■ **GOAL**
Write a continuation of the announcement on Massachusetts dam and seawall grants, picking up after its final sentence.

■ **SELECTED EXTRACT**
Patrick Administration Awards $13.5 Million in Dam and Seawall Grants, Loans
PLYMOUTH – Monday, January 13, 2014 –Energy and Environmental Affairs (EEA) Secretary Rick Sullivan today announced $13.5 million in investments for dam, seawall and breakwater projects across the Commonwealth. These funds will remove ecologically hazardous dams, repair dams in poor or unsafe condition and improve Massachusetts’ coastal infrastructure.
“Aging infrastructure is a reality that citizens across the Commonwealth deal with every day,” said Secretary Sullivan. “The Patrick Administration has made these critical investments to address the public safety concerns and risks from declining dams, seawalls and breakwaters, especially when planning for the next Superstorm Sandy or Winter Storm Nemo.”
The coastal infrastructure projects will help to protect key public assets such as business districts, water and sewer systems and transportation routes imperative to providing emergency services. The dam projects will repair or remove structures that are high or significant hazard dams in poor or unsafe condition to help restore ecological systems and benefit public safety.
The funding for these investments includes $7.6 million in grants from the EEA Environmental Bond and $5.9 million in grants and low interest loans from the Dam and Seawall Repair and Removal Fund. The Dam and Seawall Repair and Removal Fund was signed into law by Governor Patrick in 2013 to address public safety issues caused by aging infrastructure. This is the first round of awards from the fund. State funds were matched with more than $5.9 million in local and federal investments.

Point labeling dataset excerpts
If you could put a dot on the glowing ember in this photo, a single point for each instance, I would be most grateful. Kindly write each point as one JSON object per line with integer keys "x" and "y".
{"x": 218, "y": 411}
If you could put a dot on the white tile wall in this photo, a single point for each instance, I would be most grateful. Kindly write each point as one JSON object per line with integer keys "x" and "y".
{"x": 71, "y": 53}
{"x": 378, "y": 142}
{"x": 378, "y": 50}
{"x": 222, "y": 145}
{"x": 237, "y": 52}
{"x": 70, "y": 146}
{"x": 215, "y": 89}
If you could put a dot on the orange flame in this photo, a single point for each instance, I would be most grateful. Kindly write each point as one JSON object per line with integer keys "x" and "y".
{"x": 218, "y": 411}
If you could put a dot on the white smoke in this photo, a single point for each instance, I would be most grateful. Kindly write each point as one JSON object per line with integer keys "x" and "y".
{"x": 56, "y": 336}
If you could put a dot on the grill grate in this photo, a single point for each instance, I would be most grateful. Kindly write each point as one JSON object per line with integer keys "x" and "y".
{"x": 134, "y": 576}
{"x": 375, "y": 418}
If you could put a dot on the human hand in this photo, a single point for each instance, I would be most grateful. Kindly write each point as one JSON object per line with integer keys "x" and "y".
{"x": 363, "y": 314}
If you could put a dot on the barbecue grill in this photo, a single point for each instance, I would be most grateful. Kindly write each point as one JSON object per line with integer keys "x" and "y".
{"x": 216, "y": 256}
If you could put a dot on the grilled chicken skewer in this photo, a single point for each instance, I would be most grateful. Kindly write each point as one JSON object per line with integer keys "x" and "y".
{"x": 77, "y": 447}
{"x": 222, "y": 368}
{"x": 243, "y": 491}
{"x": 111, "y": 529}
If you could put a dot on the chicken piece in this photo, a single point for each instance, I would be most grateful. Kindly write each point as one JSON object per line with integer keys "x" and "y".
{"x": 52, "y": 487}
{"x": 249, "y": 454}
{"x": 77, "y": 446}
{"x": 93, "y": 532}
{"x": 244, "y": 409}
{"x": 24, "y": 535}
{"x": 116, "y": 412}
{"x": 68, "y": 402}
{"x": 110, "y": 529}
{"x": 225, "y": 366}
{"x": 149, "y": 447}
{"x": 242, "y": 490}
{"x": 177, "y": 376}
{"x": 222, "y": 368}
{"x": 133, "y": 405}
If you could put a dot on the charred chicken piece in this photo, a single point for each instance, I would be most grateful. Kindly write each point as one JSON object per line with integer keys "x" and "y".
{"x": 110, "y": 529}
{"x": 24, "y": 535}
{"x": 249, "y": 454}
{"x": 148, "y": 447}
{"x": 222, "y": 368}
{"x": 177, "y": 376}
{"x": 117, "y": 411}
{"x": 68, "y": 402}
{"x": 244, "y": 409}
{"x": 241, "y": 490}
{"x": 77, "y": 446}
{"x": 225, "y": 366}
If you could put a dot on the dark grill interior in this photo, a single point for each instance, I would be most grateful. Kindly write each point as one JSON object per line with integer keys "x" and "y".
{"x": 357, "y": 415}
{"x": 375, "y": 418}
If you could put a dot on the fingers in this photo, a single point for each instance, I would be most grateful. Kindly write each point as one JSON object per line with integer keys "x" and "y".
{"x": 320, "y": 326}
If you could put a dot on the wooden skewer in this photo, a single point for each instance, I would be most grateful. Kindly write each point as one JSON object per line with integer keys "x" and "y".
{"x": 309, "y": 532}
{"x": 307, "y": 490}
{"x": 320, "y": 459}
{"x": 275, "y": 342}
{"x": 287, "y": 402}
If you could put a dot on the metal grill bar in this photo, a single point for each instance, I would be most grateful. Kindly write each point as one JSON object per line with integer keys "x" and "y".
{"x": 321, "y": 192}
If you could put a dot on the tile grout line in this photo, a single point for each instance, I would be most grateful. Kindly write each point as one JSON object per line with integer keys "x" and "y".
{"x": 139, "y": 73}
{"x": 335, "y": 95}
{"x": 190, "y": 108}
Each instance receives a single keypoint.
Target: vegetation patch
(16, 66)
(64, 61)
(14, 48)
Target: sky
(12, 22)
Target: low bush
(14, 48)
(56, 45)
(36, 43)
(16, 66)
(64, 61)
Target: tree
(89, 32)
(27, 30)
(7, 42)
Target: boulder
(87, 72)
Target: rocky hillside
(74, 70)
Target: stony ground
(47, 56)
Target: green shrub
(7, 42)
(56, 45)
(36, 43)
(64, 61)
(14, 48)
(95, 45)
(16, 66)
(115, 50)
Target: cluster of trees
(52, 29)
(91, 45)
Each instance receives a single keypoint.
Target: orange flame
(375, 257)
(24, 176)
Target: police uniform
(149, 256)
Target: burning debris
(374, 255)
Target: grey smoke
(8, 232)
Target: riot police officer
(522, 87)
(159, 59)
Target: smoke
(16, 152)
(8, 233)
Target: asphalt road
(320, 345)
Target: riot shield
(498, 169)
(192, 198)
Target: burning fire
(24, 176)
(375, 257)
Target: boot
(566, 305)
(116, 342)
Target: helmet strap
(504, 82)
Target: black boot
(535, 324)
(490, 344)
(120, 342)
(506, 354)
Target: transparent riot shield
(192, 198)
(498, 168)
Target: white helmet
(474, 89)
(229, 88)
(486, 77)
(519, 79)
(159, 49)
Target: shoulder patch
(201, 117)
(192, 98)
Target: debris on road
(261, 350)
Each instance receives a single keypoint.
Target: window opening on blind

■ **EXERCISE RESPONSE**
“These funds provide immense help in the restoration of our environment and natural resources across the Commonwealth, as well as increase the overall health of our communities,” said Senate President Therese Murray. “We will be able to make significant repairs to deteriorating infrastructure or even remove them if necessary, such as with the Plymco Dam in Plymouth. I thank the Office of Energy and Environmental Affairs for supporting these very critical initiatives.”
“As a representative of a coastal community I am acutely aware of how important these infrastructure projects are,” said House Speaker Robert A. DeLeo. “These investments will help protect hardworking home and business owners, and guard against the economic risks inherent to natural disasters. I thank the Patrick Administration and Secretary Sullivan for their vigilance and assistance in securing these grants.”
“I am pleased to see the Commonwealth invest to improve dams and seawalls to promote public safety and to restore ecosystems across Massachusetts,” said Senator Marc R. Pacheco, Senate Chair of the Joint Committee on Environment, Natural Resources and Agriculture. “These funds will help eliminate risks to crucial natural resources and preserve our infrastructure.”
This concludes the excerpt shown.